+++ Supplied material +++
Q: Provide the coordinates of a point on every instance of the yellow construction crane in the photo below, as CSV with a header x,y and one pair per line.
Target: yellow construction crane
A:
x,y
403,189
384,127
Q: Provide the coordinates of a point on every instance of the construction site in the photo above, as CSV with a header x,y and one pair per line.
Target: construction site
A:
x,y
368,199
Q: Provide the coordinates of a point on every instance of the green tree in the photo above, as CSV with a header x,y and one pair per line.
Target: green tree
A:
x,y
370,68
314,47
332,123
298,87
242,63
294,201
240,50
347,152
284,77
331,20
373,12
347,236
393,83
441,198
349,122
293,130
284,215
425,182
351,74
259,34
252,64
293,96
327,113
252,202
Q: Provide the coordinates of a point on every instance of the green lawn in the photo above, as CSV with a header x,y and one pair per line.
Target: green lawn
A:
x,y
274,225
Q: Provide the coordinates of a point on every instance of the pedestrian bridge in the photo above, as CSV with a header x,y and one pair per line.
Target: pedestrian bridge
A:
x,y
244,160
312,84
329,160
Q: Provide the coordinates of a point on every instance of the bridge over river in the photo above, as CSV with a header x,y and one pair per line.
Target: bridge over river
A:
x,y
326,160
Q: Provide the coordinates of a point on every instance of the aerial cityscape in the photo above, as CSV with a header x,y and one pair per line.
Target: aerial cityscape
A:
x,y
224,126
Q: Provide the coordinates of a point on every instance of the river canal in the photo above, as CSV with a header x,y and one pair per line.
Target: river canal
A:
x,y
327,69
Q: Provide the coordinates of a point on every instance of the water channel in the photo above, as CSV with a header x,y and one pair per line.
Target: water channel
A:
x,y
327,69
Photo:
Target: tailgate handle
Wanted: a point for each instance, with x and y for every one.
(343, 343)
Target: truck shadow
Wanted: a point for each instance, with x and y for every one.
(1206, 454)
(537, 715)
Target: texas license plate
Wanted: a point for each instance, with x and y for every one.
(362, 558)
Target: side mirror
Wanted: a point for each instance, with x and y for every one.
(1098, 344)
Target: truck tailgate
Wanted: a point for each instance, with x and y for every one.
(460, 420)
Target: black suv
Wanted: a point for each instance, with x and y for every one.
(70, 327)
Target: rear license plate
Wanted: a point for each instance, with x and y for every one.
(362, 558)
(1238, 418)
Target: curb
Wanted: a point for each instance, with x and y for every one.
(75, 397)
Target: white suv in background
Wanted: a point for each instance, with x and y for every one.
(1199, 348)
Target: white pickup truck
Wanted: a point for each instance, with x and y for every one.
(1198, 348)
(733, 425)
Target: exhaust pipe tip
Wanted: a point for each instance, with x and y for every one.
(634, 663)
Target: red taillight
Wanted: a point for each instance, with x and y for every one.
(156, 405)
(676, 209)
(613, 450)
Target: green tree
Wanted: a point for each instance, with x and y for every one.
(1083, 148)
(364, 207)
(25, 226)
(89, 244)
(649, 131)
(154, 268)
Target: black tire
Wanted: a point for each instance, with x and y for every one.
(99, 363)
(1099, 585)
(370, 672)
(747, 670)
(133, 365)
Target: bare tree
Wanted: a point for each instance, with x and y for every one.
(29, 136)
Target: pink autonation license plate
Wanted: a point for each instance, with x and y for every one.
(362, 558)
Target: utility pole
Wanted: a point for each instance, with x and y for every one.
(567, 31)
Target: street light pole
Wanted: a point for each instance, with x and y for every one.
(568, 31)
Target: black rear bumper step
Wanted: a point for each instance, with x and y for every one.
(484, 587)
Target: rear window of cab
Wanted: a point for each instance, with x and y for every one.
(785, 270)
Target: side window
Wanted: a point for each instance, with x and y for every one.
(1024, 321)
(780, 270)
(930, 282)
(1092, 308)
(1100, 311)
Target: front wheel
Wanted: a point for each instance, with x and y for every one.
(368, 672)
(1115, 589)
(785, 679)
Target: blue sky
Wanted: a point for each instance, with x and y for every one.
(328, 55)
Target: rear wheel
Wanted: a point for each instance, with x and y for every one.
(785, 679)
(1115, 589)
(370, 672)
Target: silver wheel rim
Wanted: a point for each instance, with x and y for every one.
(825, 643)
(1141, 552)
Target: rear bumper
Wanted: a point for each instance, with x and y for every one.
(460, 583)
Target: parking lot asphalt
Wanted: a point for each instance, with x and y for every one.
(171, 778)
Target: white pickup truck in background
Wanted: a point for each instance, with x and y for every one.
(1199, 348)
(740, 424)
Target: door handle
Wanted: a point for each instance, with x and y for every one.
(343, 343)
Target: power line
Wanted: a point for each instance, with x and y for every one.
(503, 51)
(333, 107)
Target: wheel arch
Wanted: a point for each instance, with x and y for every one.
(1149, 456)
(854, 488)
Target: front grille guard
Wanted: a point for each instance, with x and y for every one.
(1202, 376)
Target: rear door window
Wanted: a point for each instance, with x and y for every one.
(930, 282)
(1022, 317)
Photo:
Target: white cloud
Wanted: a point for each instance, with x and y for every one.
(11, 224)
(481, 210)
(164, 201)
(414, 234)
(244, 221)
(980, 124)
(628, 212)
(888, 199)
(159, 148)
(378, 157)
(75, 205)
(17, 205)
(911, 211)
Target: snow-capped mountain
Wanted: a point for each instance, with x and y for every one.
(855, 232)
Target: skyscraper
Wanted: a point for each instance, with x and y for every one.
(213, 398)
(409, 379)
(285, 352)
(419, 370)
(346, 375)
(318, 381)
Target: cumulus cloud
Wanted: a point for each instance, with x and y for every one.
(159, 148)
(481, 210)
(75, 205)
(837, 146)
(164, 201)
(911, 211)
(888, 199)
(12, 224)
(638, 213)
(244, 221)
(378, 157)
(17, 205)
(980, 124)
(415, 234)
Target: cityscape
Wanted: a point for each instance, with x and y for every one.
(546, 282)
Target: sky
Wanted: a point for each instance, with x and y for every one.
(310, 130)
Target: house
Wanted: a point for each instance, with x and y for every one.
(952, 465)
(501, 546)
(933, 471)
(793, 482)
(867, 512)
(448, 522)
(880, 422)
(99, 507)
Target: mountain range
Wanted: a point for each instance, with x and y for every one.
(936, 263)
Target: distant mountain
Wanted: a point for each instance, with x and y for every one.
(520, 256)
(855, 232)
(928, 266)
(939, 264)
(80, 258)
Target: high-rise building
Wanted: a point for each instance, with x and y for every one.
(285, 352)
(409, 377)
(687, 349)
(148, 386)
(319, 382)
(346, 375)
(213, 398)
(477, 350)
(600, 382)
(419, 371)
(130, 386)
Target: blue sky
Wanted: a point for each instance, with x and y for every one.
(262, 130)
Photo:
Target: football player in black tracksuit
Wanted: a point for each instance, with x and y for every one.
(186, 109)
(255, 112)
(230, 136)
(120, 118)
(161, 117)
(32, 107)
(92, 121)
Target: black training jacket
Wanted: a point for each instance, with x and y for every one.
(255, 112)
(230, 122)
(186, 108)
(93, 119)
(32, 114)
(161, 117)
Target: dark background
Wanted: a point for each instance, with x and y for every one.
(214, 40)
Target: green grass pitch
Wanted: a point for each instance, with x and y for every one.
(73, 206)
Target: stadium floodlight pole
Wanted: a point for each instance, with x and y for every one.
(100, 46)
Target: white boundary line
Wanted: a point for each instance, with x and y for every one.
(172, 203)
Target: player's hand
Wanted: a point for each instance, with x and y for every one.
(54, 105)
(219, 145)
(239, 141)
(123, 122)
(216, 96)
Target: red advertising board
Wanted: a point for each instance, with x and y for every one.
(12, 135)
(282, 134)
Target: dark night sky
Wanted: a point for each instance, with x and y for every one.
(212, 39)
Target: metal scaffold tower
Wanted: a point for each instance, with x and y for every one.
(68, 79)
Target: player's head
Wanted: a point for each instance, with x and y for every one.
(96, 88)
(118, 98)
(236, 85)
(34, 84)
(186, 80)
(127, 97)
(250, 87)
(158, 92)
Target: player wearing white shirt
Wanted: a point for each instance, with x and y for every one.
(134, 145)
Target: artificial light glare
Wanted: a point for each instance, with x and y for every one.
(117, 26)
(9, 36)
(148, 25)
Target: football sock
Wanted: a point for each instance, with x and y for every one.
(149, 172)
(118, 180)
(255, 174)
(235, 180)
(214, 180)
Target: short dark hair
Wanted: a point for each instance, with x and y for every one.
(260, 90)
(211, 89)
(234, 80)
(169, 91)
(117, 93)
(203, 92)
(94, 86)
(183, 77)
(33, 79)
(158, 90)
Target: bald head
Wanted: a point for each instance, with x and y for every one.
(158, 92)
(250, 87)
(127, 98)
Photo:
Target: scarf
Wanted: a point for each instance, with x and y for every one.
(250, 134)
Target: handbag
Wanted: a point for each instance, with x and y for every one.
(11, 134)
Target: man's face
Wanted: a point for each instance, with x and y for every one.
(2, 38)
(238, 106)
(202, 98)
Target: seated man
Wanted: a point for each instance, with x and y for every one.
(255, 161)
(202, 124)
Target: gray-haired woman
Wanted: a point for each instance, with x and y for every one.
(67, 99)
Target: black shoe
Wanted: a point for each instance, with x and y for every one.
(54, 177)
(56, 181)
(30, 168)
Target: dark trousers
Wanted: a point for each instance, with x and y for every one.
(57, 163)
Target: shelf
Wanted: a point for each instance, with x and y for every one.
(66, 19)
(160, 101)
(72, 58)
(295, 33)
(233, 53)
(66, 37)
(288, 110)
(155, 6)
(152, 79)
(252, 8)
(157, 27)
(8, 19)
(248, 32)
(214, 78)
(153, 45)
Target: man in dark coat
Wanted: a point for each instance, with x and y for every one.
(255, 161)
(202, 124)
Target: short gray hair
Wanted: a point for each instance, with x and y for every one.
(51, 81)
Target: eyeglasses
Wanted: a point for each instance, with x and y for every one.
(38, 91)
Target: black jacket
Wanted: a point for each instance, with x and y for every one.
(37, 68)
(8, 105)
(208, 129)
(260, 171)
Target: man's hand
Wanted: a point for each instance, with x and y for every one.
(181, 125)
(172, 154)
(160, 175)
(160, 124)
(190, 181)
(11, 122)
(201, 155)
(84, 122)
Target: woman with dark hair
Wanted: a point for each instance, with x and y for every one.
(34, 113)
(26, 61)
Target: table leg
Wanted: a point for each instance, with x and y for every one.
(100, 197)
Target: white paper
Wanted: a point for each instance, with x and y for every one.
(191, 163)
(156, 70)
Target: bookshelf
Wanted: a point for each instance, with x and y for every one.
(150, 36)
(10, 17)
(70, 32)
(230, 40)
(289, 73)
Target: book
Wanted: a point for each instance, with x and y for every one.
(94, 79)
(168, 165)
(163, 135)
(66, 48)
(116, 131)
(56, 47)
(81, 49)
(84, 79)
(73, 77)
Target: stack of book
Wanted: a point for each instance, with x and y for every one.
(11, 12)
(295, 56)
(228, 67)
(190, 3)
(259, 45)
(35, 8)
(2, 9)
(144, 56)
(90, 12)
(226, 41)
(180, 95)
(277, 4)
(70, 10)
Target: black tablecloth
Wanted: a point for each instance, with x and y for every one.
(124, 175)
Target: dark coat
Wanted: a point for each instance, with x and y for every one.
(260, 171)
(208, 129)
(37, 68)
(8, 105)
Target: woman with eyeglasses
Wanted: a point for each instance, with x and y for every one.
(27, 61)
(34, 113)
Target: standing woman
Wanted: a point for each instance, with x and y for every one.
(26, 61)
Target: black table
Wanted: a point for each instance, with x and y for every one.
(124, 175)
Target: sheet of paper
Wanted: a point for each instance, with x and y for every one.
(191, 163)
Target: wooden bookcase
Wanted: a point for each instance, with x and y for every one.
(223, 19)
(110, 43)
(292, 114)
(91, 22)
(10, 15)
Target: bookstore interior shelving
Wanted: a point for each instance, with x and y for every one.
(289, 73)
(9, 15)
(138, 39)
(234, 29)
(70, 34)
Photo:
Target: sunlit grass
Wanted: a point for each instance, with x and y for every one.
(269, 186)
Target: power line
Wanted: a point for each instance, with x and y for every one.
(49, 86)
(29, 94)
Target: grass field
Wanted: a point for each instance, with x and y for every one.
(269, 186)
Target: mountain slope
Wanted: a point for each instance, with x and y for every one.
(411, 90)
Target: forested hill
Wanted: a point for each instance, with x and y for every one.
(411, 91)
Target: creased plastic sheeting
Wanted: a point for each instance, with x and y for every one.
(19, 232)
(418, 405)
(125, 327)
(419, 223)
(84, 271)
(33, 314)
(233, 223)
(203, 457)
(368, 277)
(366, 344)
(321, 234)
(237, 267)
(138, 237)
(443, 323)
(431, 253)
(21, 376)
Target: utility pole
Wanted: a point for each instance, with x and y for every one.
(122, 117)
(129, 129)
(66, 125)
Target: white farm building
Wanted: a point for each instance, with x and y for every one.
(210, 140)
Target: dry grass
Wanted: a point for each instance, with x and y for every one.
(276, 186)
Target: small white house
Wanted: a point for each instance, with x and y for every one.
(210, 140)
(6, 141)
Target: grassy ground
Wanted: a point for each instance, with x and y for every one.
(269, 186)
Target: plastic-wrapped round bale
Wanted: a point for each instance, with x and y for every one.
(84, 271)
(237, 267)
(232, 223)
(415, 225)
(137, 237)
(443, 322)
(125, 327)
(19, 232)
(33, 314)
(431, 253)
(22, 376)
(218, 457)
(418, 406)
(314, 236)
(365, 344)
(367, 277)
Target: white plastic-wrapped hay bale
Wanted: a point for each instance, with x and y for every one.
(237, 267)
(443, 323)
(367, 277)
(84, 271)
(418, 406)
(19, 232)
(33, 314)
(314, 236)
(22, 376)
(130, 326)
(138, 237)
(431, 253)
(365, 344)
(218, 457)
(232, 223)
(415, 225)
+++
■ What the task asks
Once a line of the records is found to contain "pedestrian", copy it out.

■ Exercise output
Q: Provide the coordinates of a point on every instance of the pedestrian bridge in the photo above, as CSV with a header x,y and one pair per line.
Target: pedestrian bridge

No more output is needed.